Completely delicious and pretty good-looking to boot, these cupcakes were the perfect night-time baking cure for the woes (and the headache brought on by deciding what to do about breakfast) of the work week.

Sunday, October 23, 2005

An Excessive, Cloudy Sunday

What better way to mourn the imminent end of the weekend than by having a four and half hour brunch? Upon the suggestion of my wine aficionado friends, five of us burnt out professionals headed for Saint Pierre, a French restaurant located at in the quiet locale of Central Mall for brunch on this cool Sunday afternoon. The occasion? A one-off wine tasting session pairing wines from Cloudy Bay winery in New Zealand with Chef Emmanuel Stroobant’s unique brand of fusion French cuisine. As you can see, a mega event justifies a mega blog entry with multiple pictures of dishes that were as beautiful to consume visually as they were to eat.

Oysters with Tobasco Jelly and Lemon Zest; Charred Salmon Belly with Cabbage Salad, Daikon and Fresh Wasabi; and Braised White Leek with Cep Jelly, Steamed King Prawn, Ikura and Caviar-infused Sour Cream Dressing

We commenced our decadent day with a lovely selection of canapés, although by the time they arrived, we’d already merrily finished at least two glasses of the crisp, bright Cloudy Bay Sauvignon Blanc 2005 which was simply perfect for Singapore’s tropical mugginess. When the plate arrived, we did not know where to start. Oysters with Tobasco Jelly and Lemon Zest; Charred Salmon Belly with Cabbage Salad, Daikon and Fresh Wasabi; and Braised White Leek with Cep Jelly, Steamed King Prawn, Ikura and Caviar-infused Sour Cream Dressing competed for our attention. I’m not a big fan of raw oysters so my share of that was left to Mr UnProfessional Chef to slurp down with a satisfied grunt. The slippery semi-cooked salmon belly went nicely with the sweet salad with the fresh grated wasabi lending just the merest hint of spice without overpowering the fish. The jelly had an unusually bland flavour on its own but blended with the sour cream, prawn and ikura to form a harmonious tasty whole.

Seared Hamachi King fish with Scallop Yakitori, White Wine Emulsion and Prawn Quenelle

The second course was a warm seafood combination of Seared Hamachi King fish with Scallop Yakitori, White Wine Emulsion and Prawn Quenelle arrived soon after. It was paired with a Cloudy Bay Chardonnay 2003. On its own, we generally did not much like the wine due to its overtly buttery oaky tones, but it complemented the rich seafood excellently. The dish was faultlessly done, in particular the hamachi king fish and the scallop which were cooked to perfection and retained the flavours of the ocean.

• [DATA PROVIDED]:
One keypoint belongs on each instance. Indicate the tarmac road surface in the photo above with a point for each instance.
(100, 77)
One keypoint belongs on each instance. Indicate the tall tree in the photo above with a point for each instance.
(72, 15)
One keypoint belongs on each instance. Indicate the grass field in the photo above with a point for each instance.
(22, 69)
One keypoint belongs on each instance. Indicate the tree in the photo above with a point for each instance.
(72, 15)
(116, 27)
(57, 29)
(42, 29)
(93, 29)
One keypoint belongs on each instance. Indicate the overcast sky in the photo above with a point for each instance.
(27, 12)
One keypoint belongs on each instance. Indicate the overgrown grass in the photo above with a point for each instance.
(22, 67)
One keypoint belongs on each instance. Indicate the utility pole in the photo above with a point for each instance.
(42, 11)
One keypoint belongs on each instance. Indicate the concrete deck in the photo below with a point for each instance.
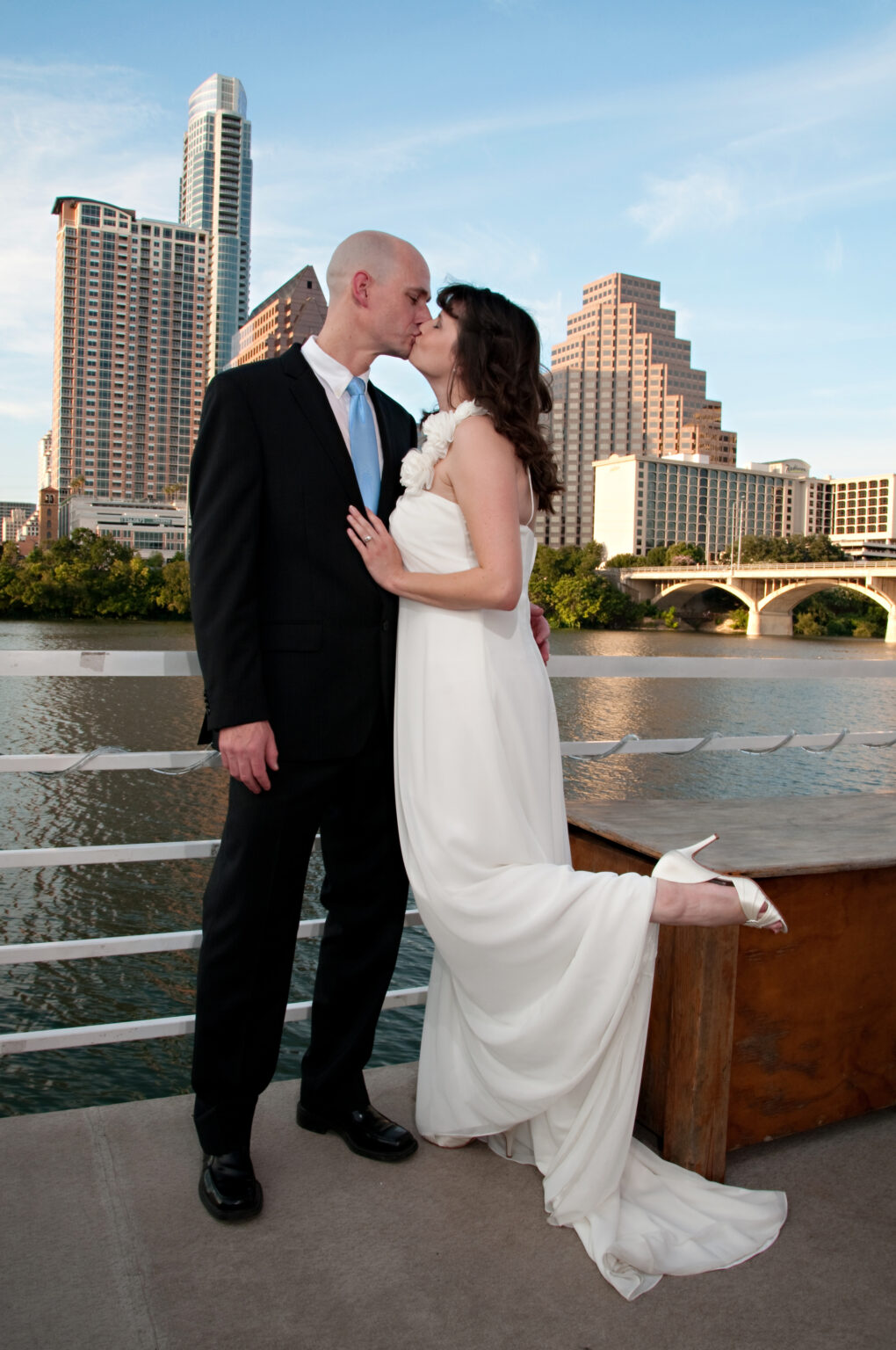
(105, 1245)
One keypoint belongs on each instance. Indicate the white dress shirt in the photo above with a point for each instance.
(335, 380)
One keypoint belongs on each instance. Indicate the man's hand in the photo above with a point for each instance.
(247, 752)
(540, 631)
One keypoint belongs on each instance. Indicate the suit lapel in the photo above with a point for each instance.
(314, 410)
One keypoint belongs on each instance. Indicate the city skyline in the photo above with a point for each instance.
(528, 156)
(216, 196)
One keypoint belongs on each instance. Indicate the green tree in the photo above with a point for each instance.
(797, 548)
(684, 554)
(174, 592)
(10, 562)
(593, 602)
(807, 627)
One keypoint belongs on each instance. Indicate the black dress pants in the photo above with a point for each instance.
(249, 919)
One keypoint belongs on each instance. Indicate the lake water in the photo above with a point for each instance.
(43, 715)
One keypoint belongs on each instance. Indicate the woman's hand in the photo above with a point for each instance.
(377, 547)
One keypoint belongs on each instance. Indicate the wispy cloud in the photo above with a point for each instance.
(65, 127)
(835, 256)
(701, 200)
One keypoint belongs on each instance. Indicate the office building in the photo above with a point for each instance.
(15, 521)
(216, 199)
(45, 461)
(863, 516)
(289, 316)
(642, 501)
(624, 385)
(146, 526)
(8, 508)
(128, 350)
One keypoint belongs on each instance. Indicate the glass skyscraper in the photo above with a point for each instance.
(216, 196)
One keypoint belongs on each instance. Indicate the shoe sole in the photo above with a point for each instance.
(232, 1216)
(350, 1143)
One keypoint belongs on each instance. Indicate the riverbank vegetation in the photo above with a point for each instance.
(92, 577)
(574, 594)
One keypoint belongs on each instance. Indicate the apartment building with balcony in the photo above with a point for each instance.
(624, 385)
(128, 374)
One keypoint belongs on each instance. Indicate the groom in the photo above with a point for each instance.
(297, 651)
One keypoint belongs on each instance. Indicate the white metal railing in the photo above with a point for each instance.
(115, 664)
(70, 663)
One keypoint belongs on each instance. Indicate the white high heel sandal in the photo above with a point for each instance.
(680, 866)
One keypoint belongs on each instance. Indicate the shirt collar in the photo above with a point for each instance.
(329, 369)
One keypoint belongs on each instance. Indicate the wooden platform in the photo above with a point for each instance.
(756, 1035)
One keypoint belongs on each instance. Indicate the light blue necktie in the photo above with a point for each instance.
(362, 435)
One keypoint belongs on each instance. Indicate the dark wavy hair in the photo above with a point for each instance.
(498, 359)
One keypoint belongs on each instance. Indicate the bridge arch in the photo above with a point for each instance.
(784, 599)
(686, 591)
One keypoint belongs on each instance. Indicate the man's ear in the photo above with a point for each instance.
(360, 287)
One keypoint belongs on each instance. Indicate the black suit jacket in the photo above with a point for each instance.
(289, 625)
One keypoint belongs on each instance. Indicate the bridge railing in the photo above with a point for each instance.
(835, 567)
(123, 664)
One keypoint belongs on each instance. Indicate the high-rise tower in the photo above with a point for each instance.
(128, 352)
(624, 385)
(216, 196)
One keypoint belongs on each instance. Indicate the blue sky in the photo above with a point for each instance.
(742, 156)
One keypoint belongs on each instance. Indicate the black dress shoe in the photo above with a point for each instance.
(366, 1131)
(228, 1188)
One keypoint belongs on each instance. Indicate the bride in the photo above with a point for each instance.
(540, 991)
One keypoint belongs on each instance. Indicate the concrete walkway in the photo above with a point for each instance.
(105, 1245)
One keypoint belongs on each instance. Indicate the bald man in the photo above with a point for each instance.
(296, 645)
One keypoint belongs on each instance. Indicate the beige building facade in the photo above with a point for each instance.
(646, 501)
(624, 385)
(131, 305)
(146, 526)
(863, 514)
(294, 312)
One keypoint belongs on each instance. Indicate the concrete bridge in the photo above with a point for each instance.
(770, 591)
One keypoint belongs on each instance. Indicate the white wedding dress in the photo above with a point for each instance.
(540, 987)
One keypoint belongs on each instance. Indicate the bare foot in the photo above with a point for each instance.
(701, 904)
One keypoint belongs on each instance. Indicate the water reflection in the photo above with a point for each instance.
(45, 715)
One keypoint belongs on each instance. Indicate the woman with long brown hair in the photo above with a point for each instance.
(540, 990)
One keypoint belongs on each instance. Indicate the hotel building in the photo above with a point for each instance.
(128, 350)
(216, 199)
(146, 526)
(863, 516)
(648, 501)
(624, 385)
(289, 316)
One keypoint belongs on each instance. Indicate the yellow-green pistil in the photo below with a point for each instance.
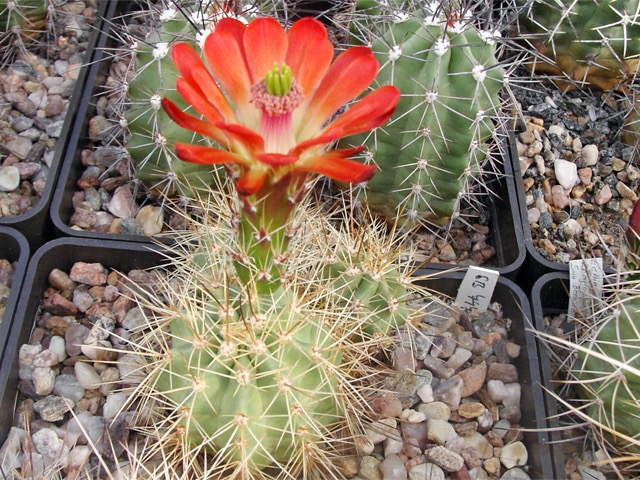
(279, 80)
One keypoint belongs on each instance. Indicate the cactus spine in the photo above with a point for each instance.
(259, 337)
(266, 384)
(584, 42)
(152, 134)
(433, 150)
(21, 22)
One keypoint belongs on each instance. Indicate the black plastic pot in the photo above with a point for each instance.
(550, 296)
(35, 224)
(516, 307)
(535, 265)
(14, 248)
(123, 256)
(505, 229)
(61, 254)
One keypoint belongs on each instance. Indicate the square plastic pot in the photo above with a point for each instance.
(14, 248)
(123, 256)
(505, 228)
(516, 307)
(35, 224)
(534, 265)
(550, 296)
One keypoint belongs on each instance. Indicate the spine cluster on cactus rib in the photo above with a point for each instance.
(431, 153)
(583, 42)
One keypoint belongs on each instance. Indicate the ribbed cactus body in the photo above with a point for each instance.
(253, 377)
(152, 133)
(597, 43)
(608, 374)
(433, 149)
(378, 295)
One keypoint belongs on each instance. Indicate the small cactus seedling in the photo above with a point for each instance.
(266, 385)
(21, 22)
(583, 42)
(252, 369)
(432, 152)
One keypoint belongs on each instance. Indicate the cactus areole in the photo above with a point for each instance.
(267, 102)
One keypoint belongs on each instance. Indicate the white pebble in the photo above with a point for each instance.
(58, 346)
(43, 380)
(514, 455)
(9, 178)
(425, 392)
(566, 173)
(590, 155)
(113, 405)
(377, 431)
(87, 376)
(496, 390)
(512, 399)
(426, 470)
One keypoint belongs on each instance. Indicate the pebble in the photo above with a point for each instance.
(514, 455)
(9, 178)
(67, 386)
(381, 429)
(444, 458)
(449, 392)
(428, 471)
(439, 431)
(87, 376)
(52, 408)
(151, 219)
(590, 155)
(392, 468)
(566, 173)
(604, 195)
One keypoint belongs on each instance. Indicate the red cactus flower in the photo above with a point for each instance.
(269, 98)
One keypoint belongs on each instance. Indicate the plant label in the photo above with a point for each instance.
(476, 289)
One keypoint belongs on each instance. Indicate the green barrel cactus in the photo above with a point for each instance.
(265, 385)
(607, 371)
(253, 378)
(582, 41)
(434, 148)
(152, 134)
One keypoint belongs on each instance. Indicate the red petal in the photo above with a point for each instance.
(194, 73)
(192, 123)
(371, 112)
(247, 137)
(310, 53)
(334, 166)
(226, 57)
(198, 101)
(251, 181)
(206, 155)
(350, 74)
(265, 41)
(277, 159)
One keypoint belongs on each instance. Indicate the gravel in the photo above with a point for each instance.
(35, 93)
(580, 179)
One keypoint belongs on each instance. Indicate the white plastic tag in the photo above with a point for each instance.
(476, 289)
(585, 285)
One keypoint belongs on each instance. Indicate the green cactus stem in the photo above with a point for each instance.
(253, 378)
(583, 42)
(433, 149)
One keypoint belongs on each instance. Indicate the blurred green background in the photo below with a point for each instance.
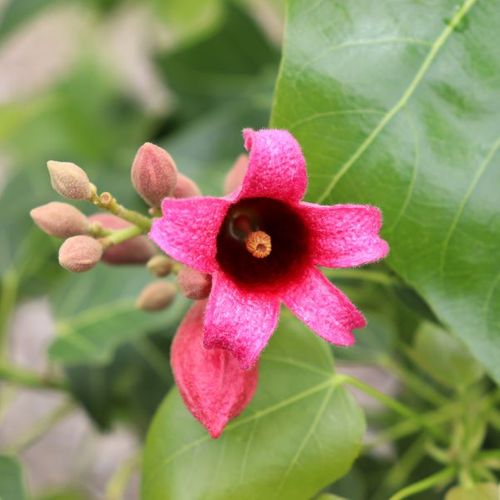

• [TASK A]:
In the brunch write-up, which wine was served with the second course?
• [TASK B]:
Collect every line of the entries that contains the word "suit".
The brunch write-up and the entries come from separate, unrelated sources.

• [CORRECT ANSWER A]:
A Cloudy Bay Chardonnay 2003.

• [CORRECT ANSWER B]:
One keypoint belongs on each instance. Indicate the suit lapel in the photo above with a point for each instance.
One keypoint belongs on each instance. Indicate the black suit jacket in the photo above with a point for each instance.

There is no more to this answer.